What is asked.
a. List the three aims the writer sets out in the manifesto in the blog post about running a game studio.
b. Summarize the blog post about running a game studio in two sentences.

Page extract.
-- BEGIN --

It’s making me ponder what kind of games I want to make and how they will be viewed by potential investors: the one thing TIGA investors recommended was to UNDERSTAND THE FINANCIAL INCENTIVES OF THE INVESTORS (especially TAX INCENTIVES) because your game won’t fit everyone’s bill. So am I making a game that can be proved to have appeal to investors and audiences (and myself)? Well, the audience must come first in my opinion, because there’s no business without an audience!

But instead of Guerilla, should I be aspiring to be like Dan Pinchbeck and co?

But instead of Guerilla, should I be aspiring to be like Dan Pinchbeck and co from The Chinese Room?

#3 I want to run a studio (of a different sort)

I really want to do a proper interview of our successful Games grad students, because I think the passion that they infuse into their projects springs from all sorts of reservoirs. I ask myself now what my lake might look like. The plausibility of actually setting up a studio in the next 10 years is not unimaginable and I think now I’m starting to think about how I might run a studio. My manifesto follows:
Firstly, I want to run a studio that is the Punchdrunk or the Coney of video games. Secondly I want to encourage young developers and artists and support them in a creatively and professionally safe environment. Thirdly I want my studio’s success to be measured in the amount of time given to my team, not in digits and dollar signs.

  • Why Punchdrunk? Because they developed a model for interactive theatre and made it renowned, profitable and innovative beyond compare. Why Coney? Because they subvert, surprise, and dedicate themselves to the stimulation of community consciousness. Why not choose a games company to compare to? I still feel ill-equipped to judge the ‘spirit’ and ethos of most games studios at a non-superfitial level. It’s an area I will persevere to find more about
  • I remember when I first mentored at the Festival of Code with North Liverpool Academy. It was a huge eye opener to the possiblities that were available to young students, and the work they completed (on time) and presented was astonishing. I never had the support that they had, and I recall thinking “I can so do more to help.” Giving something of the things I’ve learned in education and outside of it feels like the most natural progression, so when these whizkids are looking for work experience or a job in their first studio, I want my studio to be the enticing and exciting place to serendipitously see advertised on Twitter or in a magazine.

-- END --

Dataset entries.

-- BEGIN --

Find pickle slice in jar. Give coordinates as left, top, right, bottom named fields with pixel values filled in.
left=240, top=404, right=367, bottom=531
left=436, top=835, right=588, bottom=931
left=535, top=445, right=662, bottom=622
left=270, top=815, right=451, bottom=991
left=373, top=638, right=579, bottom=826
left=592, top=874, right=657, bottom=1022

-- END --
-- BEGIN --

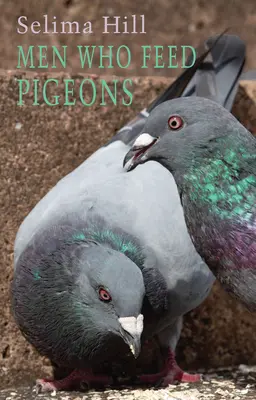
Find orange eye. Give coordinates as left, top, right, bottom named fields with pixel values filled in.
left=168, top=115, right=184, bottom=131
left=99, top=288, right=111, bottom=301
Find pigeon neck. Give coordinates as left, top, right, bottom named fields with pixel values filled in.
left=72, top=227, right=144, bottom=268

-- END --

Answers to each task.
a.
1. Run a studio that is the Punchdrunk or the Coney of video games.
2. Encourage young developers and artists and support them in a creatively and professionally safe environment.
3. Measure the studio's success in the amount of time given to the team, not in digits and dollar signs.

b. The writer considers what kind of games to make, noting advice to understand investors' financial incentives while holding that the audience must come first. The writer then sets out a manifesto for a future studio modeled on Punchdrunk and Coney, one that supports young developers and artists and measures success by the time given to the team rather than by money.